Region annotation entries:
::::::::::
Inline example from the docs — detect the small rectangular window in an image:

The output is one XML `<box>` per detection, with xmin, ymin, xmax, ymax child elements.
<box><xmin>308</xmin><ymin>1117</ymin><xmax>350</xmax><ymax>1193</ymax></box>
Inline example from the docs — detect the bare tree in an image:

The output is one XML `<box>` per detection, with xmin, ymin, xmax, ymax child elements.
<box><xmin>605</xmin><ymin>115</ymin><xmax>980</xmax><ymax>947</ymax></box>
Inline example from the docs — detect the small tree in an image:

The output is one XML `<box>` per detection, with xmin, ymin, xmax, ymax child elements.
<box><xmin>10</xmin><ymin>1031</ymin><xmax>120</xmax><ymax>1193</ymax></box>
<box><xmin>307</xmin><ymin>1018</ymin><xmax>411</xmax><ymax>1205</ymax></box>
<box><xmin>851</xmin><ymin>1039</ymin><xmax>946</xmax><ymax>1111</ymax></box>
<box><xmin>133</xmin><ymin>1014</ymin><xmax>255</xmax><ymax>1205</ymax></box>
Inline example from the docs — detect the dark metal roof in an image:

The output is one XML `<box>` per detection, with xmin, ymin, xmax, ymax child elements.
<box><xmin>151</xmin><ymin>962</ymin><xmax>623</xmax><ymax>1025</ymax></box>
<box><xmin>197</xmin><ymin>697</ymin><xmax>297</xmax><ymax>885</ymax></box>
::::::::::
◆ Exercise requirements ◆
Rewrite the records above as a JSON list of strings, one string per line with blank lines omitted, starting at the line that contains "Inline example from the docs — detect the bare" and ending with the last line of the records.

◆ Answer to the task ◆
[
  "Inline example from the docs — detect the bare tree in an image:",
  "The output is one XML `<box>` per detection, with xmin, ymin, xmax, ymax child elements.",
  "<box><xmin>605</xmin><ymin>115</ymin><xmax>980</xmax><ymax>947</ymax></box>",
  "Inline example from the docs — detect the small tree in an image:",
  "The output is one XML `<box>` per detection, with xmin, ymin, xmax, ymax child elements.",
  "<box><xmin>10</xmin><ymin>1031</ymin><xmax>120</xmax><ymax>1193</ymax></box>",
  "<box><xmin>307</xmin><ymin>1018</ymin><xmax>411</xmax><ymax>1205</ymax></box>",
  "<box><xmin>851</xmin><ymin>1039</ymin><xmax>946</xmax><ymax>1111</ymax></box>",
  "<box><xmin>133</xmin><ymin>1014</ymin><xmax>255</xmax><ymax>1205</ymax></box>",
  "Inline example from the docs — detect the dark metal roof in an image:",
  "The output is one XML `<box>` per detection, with xmin, ymin, xmax, ymax child elements.",
  "<box><xmin>151</xmin><ymin>962</ymin><xmax>623</xmax><ymax>1025</ymax></box>",
  "<box><xmin>197</xmin><ymin>697</ymin><xmax>297</xmax><ymax>885</ymax></box>"
]